Start of DATA SHOWN

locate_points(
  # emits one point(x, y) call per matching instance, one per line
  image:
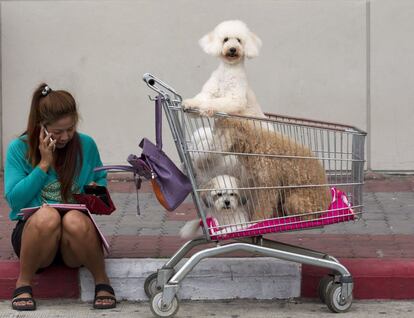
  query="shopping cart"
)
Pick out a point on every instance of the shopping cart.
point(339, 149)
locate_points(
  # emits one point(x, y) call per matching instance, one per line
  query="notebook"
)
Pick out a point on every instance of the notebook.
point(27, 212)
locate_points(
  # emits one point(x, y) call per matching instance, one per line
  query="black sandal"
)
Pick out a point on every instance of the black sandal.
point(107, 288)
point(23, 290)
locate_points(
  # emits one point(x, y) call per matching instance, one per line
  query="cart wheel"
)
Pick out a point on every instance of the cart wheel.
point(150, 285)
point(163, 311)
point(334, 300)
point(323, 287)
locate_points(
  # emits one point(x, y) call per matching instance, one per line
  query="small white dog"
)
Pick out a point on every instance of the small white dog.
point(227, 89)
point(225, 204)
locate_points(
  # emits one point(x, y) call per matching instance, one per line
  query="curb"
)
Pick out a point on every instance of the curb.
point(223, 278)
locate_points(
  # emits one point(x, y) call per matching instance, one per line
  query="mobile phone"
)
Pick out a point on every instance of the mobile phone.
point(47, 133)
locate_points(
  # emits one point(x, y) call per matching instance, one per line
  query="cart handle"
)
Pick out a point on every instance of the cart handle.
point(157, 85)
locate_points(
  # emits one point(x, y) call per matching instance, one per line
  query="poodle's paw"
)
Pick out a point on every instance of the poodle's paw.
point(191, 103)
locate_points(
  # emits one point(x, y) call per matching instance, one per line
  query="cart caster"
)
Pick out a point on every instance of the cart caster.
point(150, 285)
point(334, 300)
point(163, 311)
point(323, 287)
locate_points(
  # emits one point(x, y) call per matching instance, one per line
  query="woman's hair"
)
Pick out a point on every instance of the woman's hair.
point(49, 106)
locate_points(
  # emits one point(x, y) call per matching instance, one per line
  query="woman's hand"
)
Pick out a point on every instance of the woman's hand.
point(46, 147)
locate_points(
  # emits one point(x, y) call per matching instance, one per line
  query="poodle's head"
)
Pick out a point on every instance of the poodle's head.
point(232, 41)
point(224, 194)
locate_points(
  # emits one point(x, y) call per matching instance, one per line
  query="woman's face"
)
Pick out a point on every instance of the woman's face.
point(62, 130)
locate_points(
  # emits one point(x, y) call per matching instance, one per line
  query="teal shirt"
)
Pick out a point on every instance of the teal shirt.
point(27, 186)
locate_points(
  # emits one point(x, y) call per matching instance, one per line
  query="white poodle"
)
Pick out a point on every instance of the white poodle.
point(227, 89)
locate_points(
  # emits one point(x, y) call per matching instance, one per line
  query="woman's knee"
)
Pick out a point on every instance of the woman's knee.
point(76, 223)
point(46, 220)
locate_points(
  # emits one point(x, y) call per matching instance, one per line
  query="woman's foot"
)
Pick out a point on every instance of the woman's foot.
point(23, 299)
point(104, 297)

End of DATA SHOWN
Start of DATA SHOWN

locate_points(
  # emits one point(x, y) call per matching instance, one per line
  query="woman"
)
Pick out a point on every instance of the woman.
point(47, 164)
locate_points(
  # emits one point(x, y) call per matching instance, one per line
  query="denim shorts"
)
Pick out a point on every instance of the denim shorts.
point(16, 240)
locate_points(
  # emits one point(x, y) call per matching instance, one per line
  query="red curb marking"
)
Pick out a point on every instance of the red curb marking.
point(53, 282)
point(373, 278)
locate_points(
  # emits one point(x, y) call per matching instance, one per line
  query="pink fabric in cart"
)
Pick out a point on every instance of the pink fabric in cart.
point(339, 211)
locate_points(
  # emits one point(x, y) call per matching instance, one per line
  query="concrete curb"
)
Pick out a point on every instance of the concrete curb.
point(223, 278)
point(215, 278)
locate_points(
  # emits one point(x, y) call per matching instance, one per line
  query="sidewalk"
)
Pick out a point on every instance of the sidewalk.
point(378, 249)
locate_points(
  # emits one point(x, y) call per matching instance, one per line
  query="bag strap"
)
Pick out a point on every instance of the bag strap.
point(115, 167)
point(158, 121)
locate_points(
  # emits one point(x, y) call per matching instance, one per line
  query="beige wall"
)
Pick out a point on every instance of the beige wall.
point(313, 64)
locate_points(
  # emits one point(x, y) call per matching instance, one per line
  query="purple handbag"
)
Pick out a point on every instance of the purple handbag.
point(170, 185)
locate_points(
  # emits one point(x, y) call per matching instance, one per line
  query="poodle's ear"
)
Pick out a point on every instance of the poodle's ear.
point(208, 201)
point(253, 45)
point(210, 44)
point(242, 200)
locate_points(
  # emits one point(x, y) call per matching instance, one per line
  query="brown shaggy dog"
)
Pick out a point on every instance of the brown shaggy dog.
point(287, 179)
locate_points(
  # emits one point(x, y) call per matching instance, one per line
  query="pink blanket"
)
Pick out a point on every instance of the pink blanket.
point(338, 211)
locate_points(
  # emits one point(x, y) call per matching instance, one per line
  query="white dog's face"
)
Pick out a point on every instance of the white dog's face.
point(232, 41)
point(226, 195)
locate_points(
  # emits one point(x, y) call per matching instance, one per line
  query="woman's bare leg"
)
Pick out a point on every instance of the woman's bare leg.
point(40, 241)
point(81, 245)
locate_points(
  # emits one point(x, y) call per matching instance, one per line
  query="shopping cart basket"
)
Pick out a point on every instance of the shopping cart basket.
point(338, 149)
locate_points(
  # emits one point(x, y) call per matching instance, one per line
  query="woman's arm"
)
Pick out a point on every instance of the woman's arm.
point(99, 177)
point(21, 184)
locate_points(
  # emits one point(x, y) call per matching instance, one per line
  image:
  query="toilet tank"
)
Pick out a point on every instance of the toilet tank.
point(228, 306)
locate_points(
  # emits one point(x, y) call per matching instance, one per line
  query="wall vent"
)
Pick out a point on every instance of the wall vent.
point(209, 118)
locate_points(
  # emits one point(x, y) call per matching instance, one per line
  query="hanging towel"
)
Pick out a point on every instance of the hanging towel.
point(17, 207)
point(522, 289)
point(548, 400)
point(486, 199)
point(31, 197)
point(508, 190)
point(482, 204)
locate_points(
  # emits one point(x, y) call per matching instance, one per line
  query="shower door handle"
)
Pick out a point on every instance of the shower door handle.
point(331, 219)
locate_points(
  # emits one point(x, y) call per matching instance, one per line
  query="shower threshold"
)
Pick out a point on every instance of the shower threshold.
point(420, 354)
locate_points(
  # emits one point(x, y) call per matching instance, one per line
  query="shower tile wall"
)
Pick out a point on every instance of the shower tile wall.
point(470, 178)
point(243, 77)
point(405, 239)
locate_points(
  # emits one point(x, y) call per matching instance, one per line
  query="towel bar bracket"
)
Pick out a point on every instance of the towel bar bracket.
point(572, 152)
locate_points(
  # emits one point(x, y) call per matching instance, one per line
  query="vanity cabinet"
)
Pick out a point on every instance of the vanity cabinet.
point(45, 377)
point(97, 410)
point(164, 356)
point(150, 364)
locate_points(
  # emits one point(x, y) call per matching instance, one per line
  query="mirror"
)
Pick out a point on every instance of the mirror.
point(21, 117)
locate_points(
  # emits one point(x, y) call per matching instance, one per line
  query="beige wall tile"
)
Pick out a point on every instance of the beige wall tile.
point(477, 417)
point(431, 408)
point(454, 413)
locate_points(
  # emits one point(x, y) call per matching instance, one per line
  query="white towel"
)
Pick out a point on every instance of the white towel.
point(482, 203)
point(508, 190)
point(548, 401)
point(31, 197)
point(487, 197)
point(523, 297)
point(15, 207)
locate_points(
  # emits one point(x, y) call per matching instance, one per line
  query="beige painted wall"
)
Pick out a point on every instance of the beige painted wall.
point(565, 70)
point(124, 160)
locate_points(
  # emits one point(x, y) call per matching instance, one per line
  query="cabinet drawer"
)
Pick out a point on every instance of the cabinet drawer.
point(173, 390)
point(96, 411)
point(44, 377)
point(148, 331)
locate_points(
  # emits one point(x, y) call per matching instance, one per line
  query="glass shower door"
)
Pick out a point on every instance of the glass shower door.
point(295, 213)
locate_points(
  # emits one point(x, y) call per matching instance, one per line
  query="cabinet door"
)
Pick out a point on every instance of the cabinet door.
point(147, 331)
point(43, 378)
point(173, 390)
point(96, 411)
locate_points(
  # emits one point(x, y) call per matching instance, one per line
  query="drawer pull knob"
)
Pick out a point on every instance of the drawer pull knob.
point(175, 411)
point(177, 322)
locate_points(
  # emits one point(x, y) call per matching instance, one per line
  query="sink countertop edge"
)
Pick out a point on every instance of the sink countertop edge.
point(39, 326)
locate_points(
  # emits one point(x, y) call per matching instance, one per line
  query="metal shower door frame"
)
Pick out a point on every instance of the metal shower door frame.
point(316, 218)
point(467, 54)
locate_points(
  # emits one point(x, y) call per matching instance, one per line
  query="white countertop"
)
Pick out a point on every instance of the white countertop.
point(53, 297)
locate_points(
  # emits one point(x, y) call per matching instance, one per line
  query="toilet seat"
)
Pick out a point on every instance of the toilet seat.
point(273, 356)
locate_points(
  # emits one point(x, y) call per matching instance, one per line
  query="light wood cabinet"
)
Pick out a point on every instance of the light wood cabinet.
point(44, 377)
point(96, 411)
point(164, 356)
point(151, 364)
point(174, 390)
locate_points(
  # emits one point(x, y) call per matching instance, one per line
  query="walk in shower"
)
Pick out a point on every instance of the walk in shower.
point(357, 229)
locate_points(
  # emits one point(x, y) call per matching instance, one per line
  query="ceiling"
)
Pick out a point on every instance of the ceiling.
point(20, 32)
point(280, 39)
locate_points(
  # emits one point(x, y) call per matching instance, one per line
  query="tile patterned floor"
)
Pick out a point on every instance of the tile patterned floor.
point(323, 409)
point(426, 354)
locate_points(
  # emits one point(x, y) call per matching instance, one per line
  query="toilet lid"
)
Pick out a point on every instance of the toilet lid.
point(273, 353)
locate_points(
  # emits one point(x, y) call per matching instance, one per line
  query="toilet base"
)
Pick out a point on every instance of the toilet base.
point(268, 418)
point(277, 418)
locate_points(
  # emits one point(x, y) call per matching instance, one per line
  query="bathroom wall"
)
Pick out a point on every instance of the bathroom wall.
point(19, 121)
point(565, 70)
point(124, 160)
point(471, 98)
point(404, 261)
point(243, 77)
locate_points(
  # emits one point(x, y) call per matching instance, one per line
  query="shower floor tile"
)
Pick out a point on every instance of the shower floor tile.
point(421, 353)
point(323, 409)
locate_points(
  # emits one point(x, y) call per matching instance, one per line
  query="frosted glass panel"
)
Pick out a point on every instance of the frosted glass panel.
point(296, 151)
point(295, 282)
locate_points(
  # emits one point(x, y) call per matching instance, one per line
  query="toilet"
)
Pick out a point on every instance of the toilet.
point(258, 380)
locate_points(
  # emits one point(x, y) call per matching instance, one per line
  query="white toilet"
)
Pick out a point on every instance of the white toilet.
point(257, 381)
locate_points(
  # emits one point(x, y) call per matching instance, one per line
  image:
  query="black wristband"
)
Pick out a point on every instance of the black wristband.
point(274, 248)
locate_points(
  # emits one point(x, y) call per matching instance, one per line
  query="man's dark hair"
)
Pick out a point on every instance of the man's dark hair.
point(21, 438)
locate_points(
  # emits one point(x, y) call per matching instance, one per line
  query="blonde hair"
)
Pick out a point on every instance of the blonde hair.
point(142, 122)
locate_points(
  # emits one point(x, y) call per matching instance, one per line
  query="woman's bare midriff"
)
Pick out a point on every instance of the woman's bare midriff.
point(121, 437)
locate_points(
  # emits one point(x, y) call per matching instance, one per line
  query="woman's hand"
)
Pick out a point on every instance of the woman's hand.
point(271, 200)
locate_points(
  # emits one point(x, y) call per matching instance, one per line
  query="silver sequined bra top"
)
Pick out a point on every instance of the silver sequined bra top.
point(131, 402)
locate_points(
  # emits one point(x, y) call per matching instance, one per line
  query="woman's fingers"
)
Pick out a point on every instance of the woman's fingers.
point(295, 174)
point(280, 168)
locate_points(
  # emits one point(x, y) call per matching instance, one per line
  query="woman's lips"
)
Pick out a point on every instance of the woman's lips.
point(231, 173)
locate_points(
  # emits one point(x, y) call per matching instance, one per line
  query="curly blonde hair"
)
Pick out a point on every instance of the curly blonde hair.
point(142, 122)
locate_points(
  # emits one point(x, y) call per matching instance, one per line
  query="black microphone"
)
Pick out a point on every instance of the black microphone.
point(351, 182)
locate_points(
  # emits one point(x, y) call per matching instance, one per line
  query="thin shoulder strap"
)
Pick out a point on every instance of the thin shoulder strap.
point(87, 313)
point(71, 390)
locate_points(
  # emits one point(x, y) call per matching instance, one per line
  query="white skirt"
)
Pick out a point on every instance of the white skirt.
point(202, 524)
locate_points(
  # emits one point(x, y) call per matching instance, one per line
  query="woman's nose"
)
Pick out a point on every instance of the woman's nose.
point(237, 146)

End of DATA SHOWN
Start of DATA SHOWN

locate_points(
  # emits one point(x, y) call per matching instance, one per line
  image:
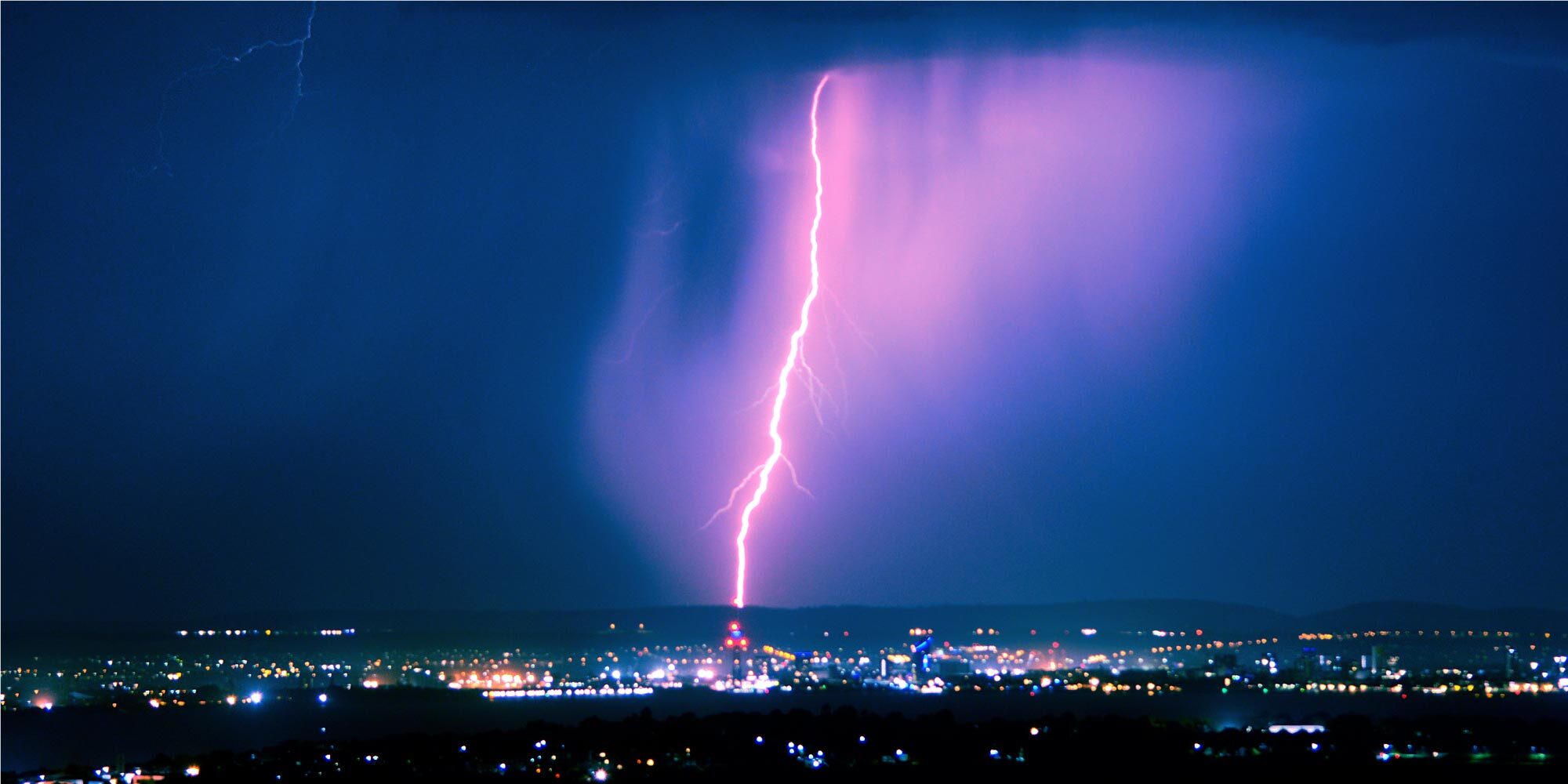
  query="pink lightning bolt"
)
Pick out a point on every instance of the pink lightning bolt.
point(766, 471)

End of DATA SHOWN

JOB
Count the lines in the records above that contain the string "seat", matching case exactly, and reply with the number only.

EXERCISE ANSWER
2